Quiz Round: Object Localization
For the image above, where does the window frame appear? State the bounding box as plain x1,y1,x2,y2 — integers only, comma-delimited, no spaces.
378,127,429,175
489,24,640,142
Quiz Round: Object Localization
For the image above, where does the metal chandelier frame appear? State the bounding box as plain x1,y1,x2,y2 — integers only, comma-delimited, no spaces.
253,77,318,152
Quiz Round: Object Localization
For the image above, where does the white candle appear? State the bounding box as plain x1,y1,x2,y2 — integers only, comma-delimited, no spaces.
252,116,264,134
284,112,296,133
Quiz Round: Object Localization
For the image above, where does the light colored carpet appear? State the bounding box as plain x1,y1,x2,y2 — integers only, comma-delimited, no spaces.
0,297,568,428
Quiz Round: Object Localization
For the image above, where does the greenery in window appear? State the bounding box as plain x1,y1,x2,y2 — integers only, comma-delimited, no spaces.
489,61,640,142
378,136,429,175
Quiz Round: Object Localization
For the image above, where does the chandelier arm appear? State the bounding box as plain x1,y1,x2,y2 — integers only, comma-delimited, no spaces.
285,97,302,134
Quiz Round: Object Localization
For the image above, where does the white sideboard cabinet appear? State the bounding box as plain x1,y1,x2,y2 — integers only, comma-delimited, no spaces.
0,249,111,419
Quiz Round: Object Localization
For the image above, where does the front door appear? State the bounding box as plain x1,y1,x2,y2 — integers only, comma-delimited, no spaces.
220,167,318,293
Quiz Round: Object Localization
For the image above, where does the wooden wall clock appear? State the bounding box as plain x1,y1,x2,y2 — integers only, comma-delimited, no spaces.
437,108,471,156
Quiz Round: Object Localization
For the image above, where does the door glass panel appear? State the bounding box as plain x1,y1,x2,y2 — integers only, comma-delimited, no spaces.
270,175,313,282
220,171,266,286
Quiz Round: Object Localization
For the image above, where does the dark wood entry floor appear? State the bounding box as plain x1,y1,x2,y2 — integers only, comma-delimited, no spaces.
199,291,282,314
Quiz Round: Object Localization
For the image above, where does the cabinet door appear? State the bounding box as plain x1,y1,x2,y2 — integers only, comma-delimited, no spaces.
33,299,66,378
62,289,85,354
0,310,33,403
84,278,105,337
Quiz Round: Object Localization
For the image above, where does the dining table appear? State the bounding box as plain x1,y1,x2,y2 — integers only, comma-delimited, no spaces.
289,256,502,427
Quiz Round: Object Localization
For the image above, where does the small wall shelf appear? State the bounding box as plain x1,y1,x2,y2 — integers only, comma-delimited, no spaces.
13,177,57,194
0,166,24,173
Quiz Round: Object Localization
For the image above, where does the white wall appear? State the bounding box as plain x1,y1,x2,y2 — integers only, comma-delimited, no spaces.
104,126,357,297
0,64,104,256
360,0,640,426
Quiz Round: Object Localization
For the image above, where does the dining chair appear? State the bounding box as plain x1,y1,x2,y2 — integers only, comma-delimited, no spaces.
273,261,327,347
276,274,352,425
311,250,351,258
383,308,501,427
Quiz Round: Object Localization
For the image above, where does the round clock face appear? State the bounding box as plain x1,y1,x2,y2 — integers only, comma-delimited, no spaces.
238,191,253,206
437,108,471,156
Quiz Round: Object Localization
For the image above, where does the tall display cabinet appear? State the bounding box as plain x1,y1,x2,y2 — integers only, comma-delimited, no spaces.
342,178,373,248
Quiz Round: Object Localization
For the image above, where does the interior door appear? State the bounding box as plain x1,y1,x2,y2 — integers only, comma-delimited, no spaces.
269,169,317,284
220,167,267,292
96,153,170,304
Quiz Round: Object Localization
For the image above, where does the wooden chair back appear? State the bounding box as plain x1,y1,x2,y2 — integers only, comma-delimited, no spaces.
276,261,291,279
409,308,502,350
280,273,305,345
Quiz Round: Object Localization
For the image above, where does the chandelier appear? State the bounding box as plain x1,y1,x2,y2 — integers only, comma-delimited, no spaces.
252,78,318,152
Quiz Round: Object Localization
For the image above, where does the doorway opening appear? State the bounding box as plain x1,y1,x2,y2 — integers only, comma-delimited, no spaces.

[TASK TO CARRY OUT] Copy every entry above word for word, line by line, without changing anything.

[RESPONSE]
Quiz Round: Object Localization
For the image above, where does the window frame appear? State the bounding box as plain x1,y1,x2,y2 — integers only, comma-delimited, no spaces.
378,127,429,175
489,24,640,142
Quiz Round: Object Localization
For the image above, where does the metal chandelier frame appear? State the bounding box as plain x1,y1,x2,y2 — integers only, comma-delimited, no spaces.
253,77,318,152
Quiz Round: Object Localization
For the image above, where does the white candle appear? State the bounding box as plain x1,y1,x2,y2 — integers only, comma-delimited, no spaces.
252,116,264,134
284,112,296,133
Quiz Round: Object Localization
For the image above, where does the light colored carpet appear? State the bounding box as plain x1,y1,x2,y2 — integers only, comma-delimited, no spaces.
0,297,568,428
Quiz Round: Object Localization
For the image above, where does the greenery in window appear? State the bounding box as plain x1,y1,x2,y2 — integers only, comma-delimited, no spaces.
489,61,640,142
378,136,429,175
Quiz Round: Object Localization
For the image above, where does the chandelier arm appear? State the bounding box as plain x1,y1,x2,y2 — integers only, comma-delimited, no spaces.
285,97,302,134
Quiz Round: Object Localization
For the image above, where does the white sideboard cabinet appear? State the bounding box as plain x1,y1,x2,y2 — integers only, comma-delimited, no spaces.
0,249,111,419
Quiz Round: Object Localization
For the image above, where does the front door appear? State the bounding box as plain x1,y1,x2,y2 — integers only, comma-delimited, no spaces.
220,167,318,293
Quiz Round: Object Localization
For the image above, where does the wooden wall clock appear? State the bounding box as plain x1,y1,x2,y2 — integers only, comma-delimited, no spaces.
437,108,471,156
Quiz Round: Object Localization
For the image above, where does the door glass panel appear? State the bounding box as plain x1,y1,x2,y2 — integers only, comma-delimited, no spaces.
270,175,313,282
220,171,266,286
Quiz Round: Object Localization
For the image above, where does the dark wood entry floor appear? State the bounding box as plain x1,y1,x2,y2 — integers only, comma-delimited, no spaces.
199,291,282,314
Quiz Round: Object Localization
For the image above, where does the cabinet door appear? State the bounding box as plain x1,y1,x2,y2 — integers only, comma-delimited, no spaces.
33,299,66,378
62,289,85,354
0,310,33,403
84,278,105,337
Quiz Round: Object Localization
For the image above, where does the dining table appear? State the bounding box as plain x1,y1,x2,y2 — integers only, comma-delimited, no spaces.
289,256,502,427
Quiz Round: Object Localization
For the image above, where does the small wall shelf appear? State the bounding box as plain x1,y1,x2,y2 — integers only, comma-delimited, no spaces.
13,177,57,194
0,166,24,173
Quiz Round: Object Localization
For the image above, where does the white wall appear? State the bounding box as plain x1,y1,x2,y2 — integers only, comma-delimited, no spaces.
104,126,357,297
0,64,104,256
360,0,640,426
Quiz Round: Object Localization
For the image above, where does the dining chair appear? State the bounding box as plain x1,y1,x2,y2 — integers only, comma-delimited, no spaces.
273,261,327,347
276,274,352,425
311,250,351,258
383,308,501,427
Quiz Round: Object Localization
For the image above, where does the round clock face appear? State the bounding box as plain x1,y1,x2,y2 — integers only, comma-delimited, no spaces.
238,191,253,206
437,108,471,156
Quiz Round: Object Localization
For the image above, where does the tall display cabinet appear? State the bounding box as plain x1,y1,x2,y2 — integers only, comma-delimited, no spaces.
342,178,373,248
Quiz Round: Object Localization
For the image above, where does the interior door appear? State the bounding box as plain x1,y1,x2,y2 — integers only, comma-delimited, no spaces.
269,169,317,284
220,167,267,292
96,153,170,304
Quiz Round: Object Localization
For the image above, where does the wooden chair back appear? State the bounding box as plain x1,y1,x2,y2 — integers only, comma-delimited, no spaces.
276,261,291,279
409,308,502,350
280,273,305,345
Quiz Round: Object Localization
For the image above, where does the chandelier appear? State the bounding box as plain x1,y1,x2,y2 — integers only, comma-delimited, no spaces.
252,78,318,152
Quiz Round: Object Localization
For the image above, where does the doorway opening appear? State the bounding box as plain x1,y1,x2,y2 — integers only, comma-delimited, no spaces.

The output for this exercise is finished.